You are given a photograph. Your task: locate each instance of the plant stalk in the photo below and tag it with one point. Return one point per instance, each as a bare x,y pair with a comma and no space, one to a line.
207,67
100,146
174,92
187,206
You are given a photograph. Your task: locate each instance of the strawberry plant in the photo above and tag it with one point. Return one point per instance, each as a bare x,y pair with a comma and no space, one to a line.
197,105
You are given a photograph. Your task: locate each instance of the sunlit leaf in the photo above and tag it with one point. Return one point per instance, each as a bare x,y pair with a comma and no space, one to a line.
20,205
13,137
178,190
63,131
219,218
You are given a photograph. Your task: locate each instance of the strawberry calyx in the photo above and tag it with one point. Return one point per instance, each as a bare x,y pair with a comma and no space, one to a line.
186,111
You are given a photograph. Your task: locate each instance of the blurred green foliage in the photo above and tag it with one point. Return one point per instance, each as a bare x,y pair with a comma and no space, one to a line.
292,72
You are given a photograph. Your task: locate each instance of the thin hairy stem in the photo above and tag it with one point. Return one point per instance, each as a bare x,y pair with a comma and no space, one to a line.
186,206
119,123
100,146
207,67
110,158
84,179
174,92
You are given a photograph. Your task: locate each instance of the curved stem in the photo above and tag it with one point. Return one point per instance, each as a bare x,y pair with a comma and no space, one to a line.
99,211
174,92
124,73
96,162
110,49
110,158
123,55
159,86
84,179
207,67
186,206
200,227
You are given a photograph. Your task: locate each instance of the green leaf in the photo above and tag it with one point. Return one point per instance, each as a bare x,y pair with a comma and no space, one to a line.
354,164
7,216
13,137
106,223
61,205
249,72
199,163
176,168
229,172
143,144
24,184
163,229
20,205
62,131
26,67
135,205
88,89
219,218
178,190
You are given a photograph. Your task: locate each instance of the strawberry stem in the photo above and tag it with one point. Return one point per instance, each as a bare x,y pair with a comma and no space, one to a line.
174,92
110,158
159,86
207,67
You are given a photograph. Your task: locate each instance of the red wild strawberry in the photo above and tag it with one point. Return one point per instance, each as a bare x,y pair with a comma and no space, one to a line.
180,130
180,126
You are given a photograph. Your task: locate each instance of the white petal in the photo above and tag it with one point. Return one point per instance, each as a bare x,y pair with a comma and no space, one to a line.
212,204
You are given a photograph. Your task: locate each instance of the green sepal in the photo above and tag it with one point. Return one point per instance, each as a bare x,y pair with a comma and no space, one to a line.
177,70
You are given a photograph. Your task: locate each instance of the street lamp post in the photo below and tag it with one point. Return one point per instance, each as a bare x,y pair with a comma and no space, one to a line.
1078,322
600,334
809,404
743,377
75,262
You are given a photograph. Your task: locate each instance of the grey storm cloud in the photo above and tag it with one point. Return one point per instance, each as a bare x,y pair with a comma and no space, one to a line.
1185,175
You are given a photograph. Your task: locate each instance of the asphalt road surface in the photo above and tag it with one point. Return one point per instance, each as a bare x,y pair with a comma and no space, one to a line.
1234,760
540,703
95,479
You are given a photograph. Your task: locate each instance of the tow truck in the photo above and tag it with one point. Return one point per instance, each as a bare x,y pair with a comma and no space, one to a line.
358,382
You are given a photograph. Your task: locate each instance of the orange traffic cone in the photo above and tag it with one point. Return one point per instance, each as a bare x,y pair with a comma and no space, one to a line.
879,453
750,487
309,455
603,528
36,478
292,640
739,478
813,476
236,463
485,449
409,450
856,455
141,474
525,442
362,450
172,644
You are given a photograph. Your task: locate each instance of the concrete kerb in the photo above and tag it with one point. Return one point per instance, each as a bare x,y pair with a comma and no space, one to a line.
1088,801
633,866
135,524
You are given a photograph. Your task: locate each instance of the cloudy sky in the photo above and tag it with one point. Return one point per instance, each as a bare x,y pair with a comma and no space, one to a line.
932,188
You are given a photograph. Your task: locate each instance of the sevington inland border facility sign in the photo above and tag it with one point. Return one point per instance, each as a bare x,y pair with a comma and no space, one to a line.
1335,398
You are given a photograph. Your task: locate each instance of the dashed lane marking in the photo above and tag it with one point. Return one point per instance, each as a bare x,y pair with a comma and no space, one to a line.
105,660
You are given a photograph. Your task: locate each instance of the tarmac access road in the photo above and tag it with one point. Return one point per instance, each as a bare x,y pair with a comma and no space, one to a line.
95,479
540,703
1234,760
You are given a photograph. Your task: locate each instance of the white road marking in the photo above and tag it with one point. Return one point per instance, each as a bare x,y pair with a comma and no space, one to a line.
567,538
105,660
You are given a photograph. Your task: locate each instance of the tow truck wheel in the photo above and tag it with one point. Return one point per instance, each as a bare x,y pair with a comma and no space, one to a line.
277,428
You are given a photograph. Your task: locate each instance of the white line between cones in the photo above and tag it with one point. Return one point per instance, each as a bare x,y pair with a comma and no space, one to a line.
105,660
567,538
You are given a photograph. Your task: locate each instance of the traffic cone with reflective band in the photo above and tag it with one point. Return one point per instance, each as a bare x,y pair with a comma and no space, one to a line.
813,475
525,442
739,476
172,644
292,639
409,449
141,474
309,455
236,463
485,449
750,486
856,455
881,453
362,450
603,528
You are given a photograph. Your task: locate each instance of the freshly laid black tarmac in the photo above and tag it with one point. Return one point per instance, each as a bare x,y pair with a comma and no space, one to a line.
★ ★ ★ ★
Required action — Write the records out in full, exactly as they read above.

Solution below —
You are given a photograph. Your task: locate each instance of the plant stalk in the photo below and tag it with one point. Return one point per instance, each as a bare x,y pair with a comma and no space, one to a line.
207,67
100,146
174,92
187,206
You are given a photograph. Your task: locate each instance of the strawberry plant in the photo above and tag it with one point. Return one point per instance, each as a bare x,y pair with a comma and no space, one to a line.
197,105
You are given a photograph. Your task: locate each instance of the sunlit leaf in the photo above and tag it with one point. Return one point per instance, each as a bare x,y pair with a comma and no space, one to a line.
20,205
13,137
178,190
63,131
219,218
You are given a photograph. Your task: locate each instance of the strawberry calyx in the photo above and tag it with one point. Return one point per instance, each as a bare x,y pair with a comma and no space, one to a line.
186,111
You are given a photograph. Your task: locate each instance of the blurred green foliage in the photo above and tag it with one point. Return one point per instance, each as a bare x,y pair with a comma and no space, one to a line.
292,72
You are given a photograph. Your task: locate each instance of the thin hairy stem in the photo above and tag it with one point. Return one point per instance, each as a bare x,y pair with a comma and no space, one to a line.
186,206
119,123
100,146
207,67
110,158
84,179
174,92
You are given a photograph. Your task: locate each instance of the curved stem in the photo above and tag it with one point. Return one point per instance, each as a bare x,y pair with a comma and no space, one to a line.
99,211
174,92
124,73
96,162
110,49
110,158
123,55
159,86
84,179
207,67
186,206
200,227
You are given a photograph. Your task: locate each instance of the green leaf in the photo above and tag it with one point. Return one point per instance, each as a bare x,y pair with a comma and no space, one to a line.
354,164
7,216
13,137
106,223
61,205
249,72
199,163
176,168
229,172
143,144
24,184
163,229
20,205
62,131
26,67
135,205
88,89
219,218
178,190
You are given a photograph. Your task: locate each instance of the strawberry stem in the photo above and tag it with one point. Return one point per instance, each as a bare x,y pair with a comma and no space, one to a line.
174,92
110,158
159,86
207,67
You are given a photograph. Your task: locate each instance of the red wild strawberry in the photo above and tag it with one point. Return one point per instance, each as a bare x,y pair with a comma and no space, one to a line.
180,130
180,126
You are given a photograph. Your task: locate each instance of the white petal in the photo above and tag it with one point. Return one point per instance, each as a bare x,y pair with a comma and no space, one to a line.
212,204
You are given a photograph. Your task: locate each instance of the green sepal in the photo above and tag it with one point. Return one point per instance, each as a bare x,y pair with a comma and no space, one to a line.
177,70
You are given a photograph. Your task: locate each instance of the street lamp post in the photo below and tag it with one point. Return one point per instance, each as a bare x,y pair with a comma and no space, one to a line.
1078,322
600,334
809,404
743,377
75,262
You are given a photograph. Your task: locate each instance of the grey storm cloud in the photo above and tag it with one point. Return one point per instance, each as a bare x,y pair with a comma and no space, one to a line.
1185,175
You are given a photograph. Your task: locate each instance of the asphalt road surface in the photo above and tag it with one point. Return one point per instance, each as a bare x,y pair with a comma and no space, one to a line.
1234,760
540,703
95,479
You are given a photograph. Your task: locate each instance of the tow truck in the photo above and tag it with one point. Return one point per instance, each as a bare x,y pair with a comma and no space, one to a line.
358,382
You are given a photograph. Your task: locate each instance of the orange traffic cone in the photo above and tag it with one point. Return one point per instance, each as a bare x,y pair with a comma and no space, one to a line.
879,453
750,487
309,455
603,528
36,478
292,640
739,478
813,476
236,463
485,449
409,450
856,455
141,474
525,442
362,450
172,644
You are given a photograph. Your task: locate each instance of the concrete kerb in the photo above and tag it with one point. Return one point per instance, each as a bare x,y pair with a comma and no space, one to a line.
1088,801
633,866
135,524
You are given a photograph. Your task: locate each instance of the cloudy sky in the photo above and tag it with one point. Return one point per instance, each as a bare x,y pair with a comma and no space, one to a line.
932,188
You are given a photograph. Your task: locate each instance of the sevington inland border facility sign in the photo above and tag it with one point. Return one point per instance, each as a bare x,y pair with a comma and no space, one to a line.
1335,398
You are given a photograph. Your task: locate each instance of the dashed lane marking in the photo above and tag it with one point. Return one point per instance, each as a bare x,y pair with a comma and no space, one to a line.
105,660
You are given a photograph. Your task: locate each instance of the tarmac access road in the photo above and tag it with one point. Return one point per instance, each as a bare x,y pair with a comma and no space, one to a line.
95,479
540,703
1234,760
You are given a photograph. Your task: locate each instance of the white road marking in the photo above and tag it with one point. Return one point per instance, each as a bare x,y pair with a comma and no space, one to a line.
567,538
105,660
You are given a photograph. Your task: locate each instance of the tow truck wheel in the photo above and tag it with one point. Return one point per instance, each as a bare x,y pair with a comma and no space, one to a line.
277,428
You are given a photograph. Your task: locate each instance of the white line between cones in the photo above and tag it with one point. Return one point per instance, each as a bare x,y pair with a comma and no space, one to a line.
105,660
567,538
You are given a photograph. Your task: locate each instance of the traffic cone with reflective band in the photo above and tag it with one point. Return one point per instance, each as a bare x,y pair with a comma and no space, one to a line.
813,475
525,442
739,476
172,644
292,639
409,449
141,474
309,455
236,463
485,449
750,486
856,455
881,453
362,450
603,528
You are given a photograph. Your task: locate each instance of the freshly laid black tarmac in the photo above and tag it with one point. Return one point per instance, each as a bare x,y pair with a comma and no space, one to a line.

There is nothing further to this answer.